>>
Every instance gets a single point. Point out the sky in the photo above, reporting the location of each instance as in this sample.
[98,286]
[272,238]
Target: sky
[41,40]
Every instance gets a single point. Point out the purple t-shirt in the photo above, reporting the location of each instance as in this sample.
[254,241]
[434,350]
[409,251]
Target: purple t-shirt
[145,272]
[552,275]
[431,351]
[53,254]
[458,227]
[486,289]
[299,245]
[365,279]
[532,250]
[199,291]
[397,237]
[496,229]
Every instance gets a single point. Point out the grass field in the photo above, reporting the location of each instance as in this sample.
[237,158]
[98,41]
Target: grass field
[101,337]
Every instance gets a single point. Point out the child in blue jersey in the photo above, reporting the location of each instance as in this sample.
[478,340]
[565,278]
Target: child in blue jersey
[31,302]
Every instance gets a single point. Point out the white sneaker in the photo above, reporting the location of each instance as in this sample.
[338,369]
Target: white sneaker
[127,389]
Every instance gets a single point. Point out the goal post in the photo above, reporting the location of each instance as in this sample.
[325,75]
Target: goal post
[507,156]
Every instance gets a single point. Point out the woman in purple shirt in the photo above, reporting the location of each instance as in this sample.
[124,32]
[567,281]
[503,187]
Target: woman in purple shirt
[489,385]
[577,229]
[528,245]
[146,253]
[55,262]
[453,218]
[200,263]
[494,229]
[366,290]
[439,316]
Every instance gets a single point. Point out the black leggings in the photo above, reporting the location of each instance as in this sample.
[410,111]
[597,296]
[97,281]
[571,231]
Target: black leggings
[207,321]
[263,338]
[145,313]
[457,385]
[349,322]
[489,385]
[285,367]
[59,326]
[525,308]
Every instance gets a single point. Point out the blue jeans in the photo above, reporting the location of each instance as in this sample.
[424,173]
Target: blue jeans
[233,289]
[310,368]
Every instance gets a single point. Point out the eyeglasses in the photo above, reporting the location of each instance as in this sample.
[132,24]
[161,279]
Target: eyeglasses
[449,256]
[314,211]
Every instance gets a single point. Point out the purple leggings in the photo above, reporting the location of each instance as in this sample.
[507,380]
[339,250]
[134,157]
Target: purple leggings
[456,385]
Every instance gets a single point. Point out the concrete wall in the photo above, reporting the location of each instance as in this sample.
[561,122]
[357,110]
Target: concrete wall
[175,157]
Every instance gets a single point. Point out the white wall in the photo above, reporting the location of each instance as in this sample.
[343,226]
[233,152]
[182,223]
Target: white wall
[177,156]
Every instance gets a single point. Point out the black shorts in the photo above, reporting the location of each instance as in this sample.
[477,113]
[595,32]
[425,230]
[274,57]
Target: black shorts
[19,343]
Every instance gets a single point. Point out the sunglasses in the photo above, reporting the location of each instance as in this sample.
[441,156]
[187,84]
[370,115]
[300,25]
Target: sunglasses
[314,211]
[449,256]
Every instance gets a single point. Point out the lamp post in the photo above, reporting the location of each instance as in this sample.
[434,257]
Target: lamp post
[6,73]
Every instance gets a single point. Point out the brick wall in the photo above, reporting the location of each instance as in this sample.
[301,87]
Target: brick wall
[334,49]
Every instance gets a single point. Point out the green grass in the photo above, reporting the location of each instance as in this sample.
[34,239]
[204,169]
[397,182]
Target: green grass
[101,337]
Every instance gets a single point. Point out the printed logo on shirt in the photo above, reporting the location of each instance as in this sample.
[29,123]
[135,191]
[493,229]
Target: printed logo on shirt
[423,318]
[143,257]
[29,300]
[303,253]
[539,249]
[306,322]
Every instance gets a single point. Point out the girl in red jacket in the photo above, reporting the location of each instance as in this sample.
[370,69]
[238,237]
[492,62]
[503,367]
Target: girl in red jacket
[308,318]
<<
*What needs to be done*: Rewrite all of the data above, substituting "single dot" wherever "single point" appears and keeping everything else the same.

*Result*:
Every instance gets a single dot. Point out the sky in the photo above, reporting the location of each instance as in this sample.
[98,286]
[272,238]
Target: sky
[41,40]
Every instance gets a single dot. Point out the purple t-shirt in the photo above, reporting the location of each instance as in this sample.
[254,241]
[434,350]
[409,251]
Target: purple t-shirt
[145,272]
[552,275]
[431,351]
[53,254]
[458,227]
[486,289]
[299,245]
[365,279]
[532,250]
[199,291]
[397,237]
[496,229]
Every instance gets a single dot. Point out the grass field in the photo above, reporting the location of each instance as in this sample.
[237,158]
[98,41]
Target: grass field
[101,337]
Every instance gets a single dot. Point out the child in blue jersey in the photo above, reporting the location of each instance as in this sample.
[478,340]
[565,278]
Target: child in blue jersey
[31,302]
Every instance gets a single dot. Point out the white sneaker in the photo above, reporting the location of each instance as in this sample.
[338,369]
Target: white sneaker
[127,389]
Every instance gets a single dot. Point out the goal post in the photo above, reporting the location of each instance as in this sample.
[325,75]
Target: goal post
[507,156]
Every instance gets a single dot. Point out the woman in purple shirt in the photo above, reporting the location of each instance as in this sample.
[124,32]
[567,281]
[503,187]
Target: woman in purple shirt
[489,385]
[577,229]
[528,245]
[146,253]
[55,262]
[453,218]
[200,263]
[494,229]
[366,290]
[439,316]
Every instance gets a single dot. Point out the black leggings in the photo above, reporting the location of each instance as in this sample.
[410,111]
[597,296]
[97,281]
[571,231]
Target: black leggings
[207,321]
[263,338]
[145,313]
[457,385]
[349,322]
[489,385]
[285,367]
[59,326]
[525,308]
Every instance gets a single dot. Point out the blue jeans in the photo above, reporting the location of each instance as in this sample.
[424,173]
Target: blue jeans
[233,289]
[310,368]
Every instance gets a single dot. Point out the eyeglasses in the photo above, reporting the location of each instance as in this sample.
[132,24]
[161,279]
Target: eyeglasses
[449,256]
[314,211]
Every instance gets a single dot. Point out the purple leggings in the photo above, reporting the location of each instance as in this sample.
[507,380]
[339,250]
[134,157]
Target: purple leggings
[456,385]
Every instance gets a single dot. Point out the concrete wall in the photo above, reporting the location of each instance as in this sample.
[561,122]
[357,110]
Target: concrete wall
[175,157]
Every instance gets a single dot. Point out the white wall in the photo above, reporting the location of each instance as in this sample.
[343,226]
[233,152]
[182,223]
Target: white wall
[177,156]
Every instance gets a single dot. Point out the black shorts in the photo above, reporting the location of each instance as in this sample.
[477,113]
[595,32]
[425,230]
[274,57]
Target: black shorts
[19,343]
Every instance gets a single dot. Point out the sunglasses in the photo above, reporting the location of each instance as in this sample.
[441,156]
[187,84]
[370,115]
[300,25]
Target: sunglasses
[314,211]
[449,256]
Every instance gets a single dot. Point out the lamp post in the photo above, reporting the location of each instance as in this sample.
[434,257]
Target: lamp post
[6,73]
Every instance gets a single dot. Point out the brick wall in the photo above, reporting the location of each instance as in this sample.
[301,87]
Target: brick wall
[334,49]
Every instance gets a single dot. Point out the green grass in the photo above, reporting the location of each instance as in this sample.
[34,239]
[204,169]
[397,182]
Target: green grass
[101,337]
Every instance gets a single dot. Point out the printed logo on shirt in the photo above, reporting the location of each instance as in this sample.
[29,123]
[135,191]
[493,229]
Target: printed logo on shirt
[423,318]
[143,257]
[29,300]
[303,253]
[539,249]
[306,322]
Every instance gets a single dot. Point out the girl in red jacket in the photo above, reporting the location of each instance as in this sample.
[370,69]
[238,237]
[492,62]
[503,367]
Target: girl in red jacket
[308,318]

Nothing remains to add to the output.